— Your goal —
A faithful copy of the data below is required, leaving out every picture.

[Referring expression pointing data]
• • • •
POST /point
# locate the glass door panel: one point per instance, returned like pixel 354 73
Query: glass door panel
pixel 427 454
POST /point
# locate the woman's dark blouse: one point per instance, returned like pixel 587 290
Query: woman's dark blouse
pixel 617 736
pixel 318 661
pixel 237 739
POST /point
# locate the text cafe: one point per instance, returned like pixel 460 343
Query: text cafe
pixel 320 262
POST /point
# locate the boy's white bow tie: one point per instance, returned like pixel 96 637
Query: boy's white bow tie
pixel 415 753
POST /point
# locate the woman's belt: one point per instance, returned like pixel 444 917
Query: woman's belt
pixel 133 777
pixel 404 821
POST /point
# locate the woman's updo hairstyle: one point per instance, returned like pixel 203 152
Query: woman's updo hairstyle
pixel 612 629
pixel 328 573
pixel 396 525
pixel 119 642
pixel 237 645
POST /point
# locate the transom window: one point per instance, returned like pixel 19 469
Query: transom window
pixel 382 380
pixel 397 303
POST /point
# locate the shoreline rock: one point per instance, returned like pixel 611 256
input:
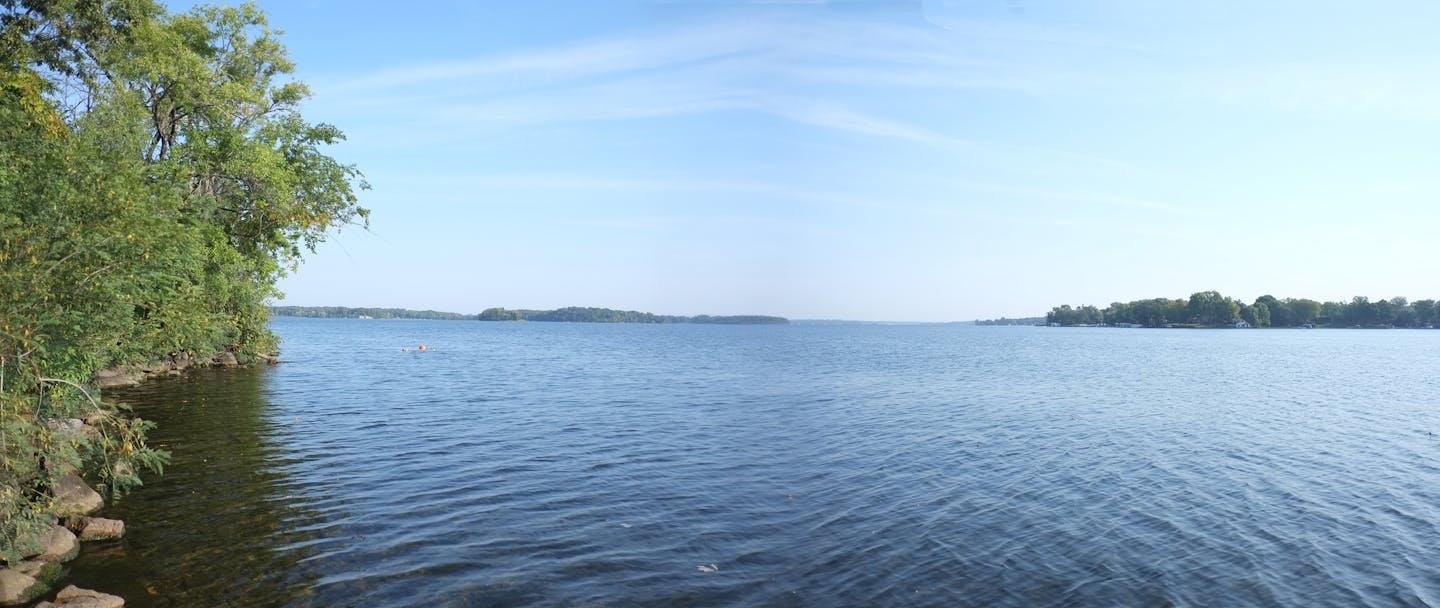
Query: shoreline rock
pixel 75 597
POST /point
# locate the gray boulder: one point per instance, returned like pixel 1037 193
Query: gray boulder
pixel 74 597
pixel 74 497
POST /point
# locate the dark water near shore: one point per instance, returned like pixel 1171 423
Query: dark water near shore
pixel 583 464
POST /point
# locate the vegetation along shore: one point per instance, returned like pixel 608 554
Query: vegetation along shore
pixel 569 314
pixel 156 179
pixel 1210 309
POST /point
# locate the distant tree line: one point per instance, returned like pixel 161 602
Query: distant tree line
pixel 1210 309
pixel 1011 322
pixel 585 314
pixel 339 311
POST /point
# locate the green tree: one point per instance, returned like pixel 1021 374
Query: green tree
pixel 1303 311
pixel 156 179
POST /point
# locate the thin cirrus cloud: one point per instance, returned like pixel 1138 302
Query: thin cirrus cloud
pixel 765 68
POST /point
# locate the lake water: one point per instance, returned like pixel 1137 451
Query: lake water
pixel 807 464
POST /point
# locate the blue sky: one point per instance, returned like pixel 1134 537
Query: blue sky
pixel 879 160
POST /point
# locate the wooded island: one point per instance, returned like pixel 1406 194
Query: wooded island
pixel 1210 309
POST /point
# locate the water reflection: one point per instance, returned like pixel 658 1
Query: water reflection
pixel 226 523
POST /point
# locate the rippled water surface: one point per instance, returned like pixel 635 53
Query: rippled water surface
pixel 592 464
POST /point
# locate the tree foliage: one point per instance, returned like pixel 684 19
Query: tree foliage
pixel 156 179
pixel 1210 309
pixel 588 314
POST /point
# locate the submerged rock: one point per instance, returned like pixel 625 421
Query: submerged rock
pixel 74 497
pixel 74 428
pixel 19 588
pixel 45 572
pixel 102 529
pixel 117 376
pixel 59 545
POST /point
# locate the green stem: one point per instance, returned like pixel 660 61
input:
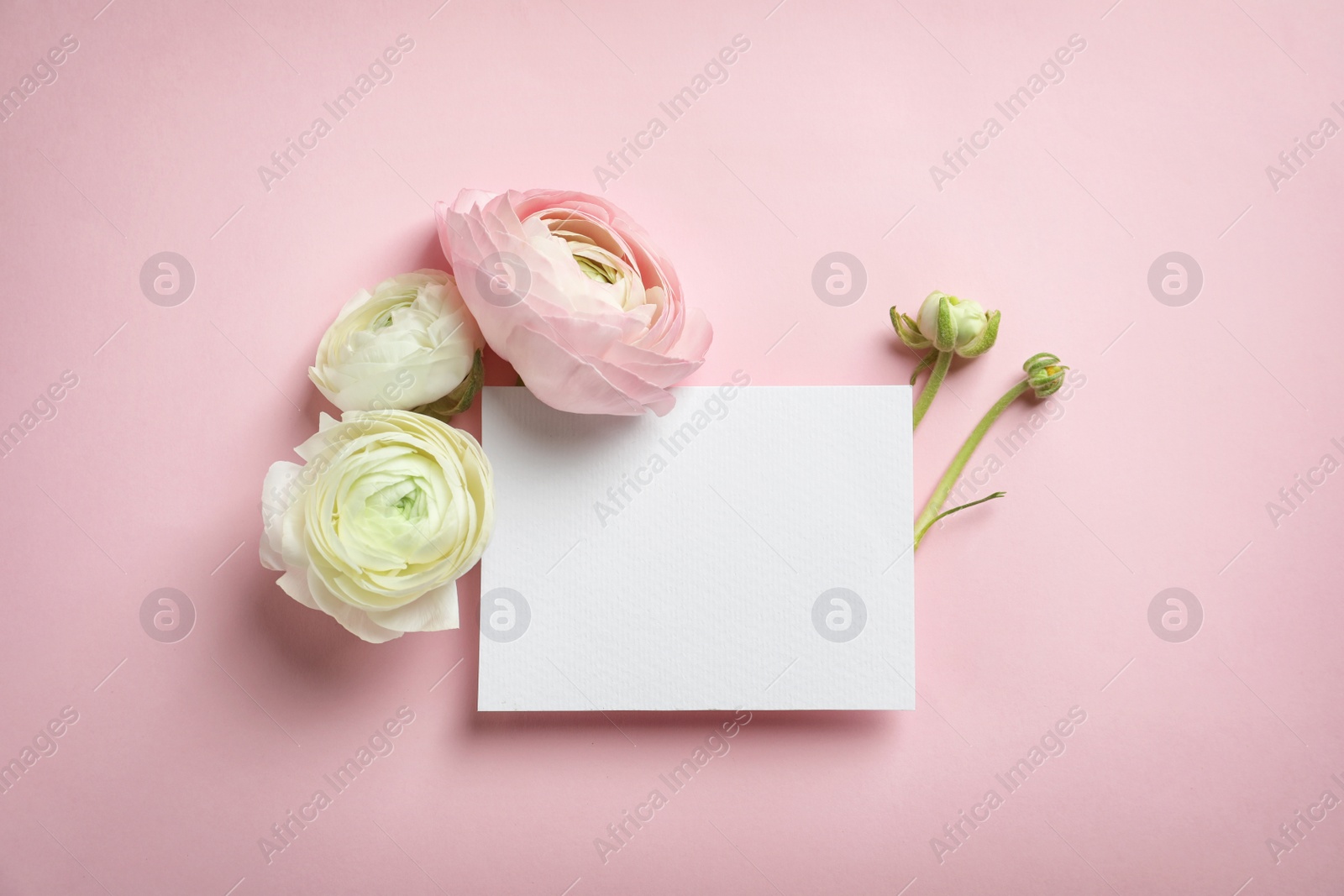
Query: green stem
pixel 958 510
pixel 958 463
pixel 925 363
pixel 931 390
• • • •
— Reply to the task —
POST /point
# locate the glass door panel: one point per instance, returned like pixel 354 73
Query: glass door panel
pixel 427 454
POST /point
# locate the woman's dark blouse: one point per instance, returned like pixel 587 290
Query: woman's dark blouse
pixel 617 736
pixel 318 661
pixel 237 739
POST /point
# locate the text cafe: one point per instance, returned like pixel 460 343
Query: text cafe
pixel 320 262
POST /point
# locate the boy's white bow tie: one point per instance, returned like pixel 96 637
Query: boy's white bow tie
pixel 415 753
POST /point
# locate the woman's belt: one point per instance, returned like pixel 444 917
Query: woman's belt
pixel 133 777
pixel 404 821
POST /point
# locate the woman's updo hairstyle: one point per instance, returned like pixel 203 152
Query: woman's updo hairstyle
pixel 612 629
pixel 328 573
pixel 396 525
pixel 119 642
pixel 237 645
POST /point
# locate the transom window: one point per instance, returned like pixel 19 469
Query: transom window
pixel 382 380
pixel 397 303
POST /point
# locate the shoreline rock: one point per instance, returned like pixel 611 256
input:
Query: shoreline rock
pixel 75 597
POST /point
# locate the gray boulder: one point per instance, returned like pixel 1037 193
Query: gray boulder
pixel 74 597
pixel 74 497
POST /point
# locate the dark water near shore: one point per instance, returned like pixel 1171 423
Query: dark water near shore
pixel 583 464
POST /point
# locate the vegetation along shore: one point per instance, returned like pixel 608 554
Query: vegetation along shore
pixel 569 314
pixel 156 179
pixel 1210 309
POST /point
# locate the distant tree line: one point per instance, returned like pixel 161 602
Query: distant tree line
pixel 1210 309
pixel 1011 322
pixel 585 314
pixel 339 311
POST /point
# locate the green tree: one point per instance, returned like pixel 1021 374
Query: green tree
pixel 1303 311
pixel 156 179
POST /point
# locate the thin cirrus cloud: one point per instance, returned like pixel 1138 302
Query: thin cirrus cloud
pixel 765 68
POST /point
# locate the lake water: one point per instance, returned like pixel 1137 451
Query: lake water
pixel 807 464
POST /point
# locate the blue sky: one point per instance, returned like pixel 1134 537
Query: blue sky
pixel 879 160
POST /point
# locate the wooded island: one point per instance, returned like pixel 1406 194
Query: wooded island
pixel 1210 309
POST /point
# locate the water reflection: one point per instance, returned like pixel 658 1
Query: water reflection
pixel 226 523
POST /point
# locate the rippled water surface: one point per instance, returned like pixel 635 53
Query: rippled water surface
pixel 592 464
POST /point
# locate the tree foliage: one point per instance, returned like pixel 684 19
Query: tree foliage
pixel 156 179
pixel 1210 309
pixel 588 314
POST /point
# locate the submerged rock: one point per instance, returned like pixel 625 421
Query: submerged rock
pixel 74 497
pixel 74 428
pixel 19 588
pixel 45 572
pixel 102 529
pixel 117 376
pixel 59 545
POST /point
# locate the green stem: one point per instance, returned like pixel 660 61
input:
Query: green stem
pixel 958 510
pixel 958 463
pixel 925 363
pixel 931 390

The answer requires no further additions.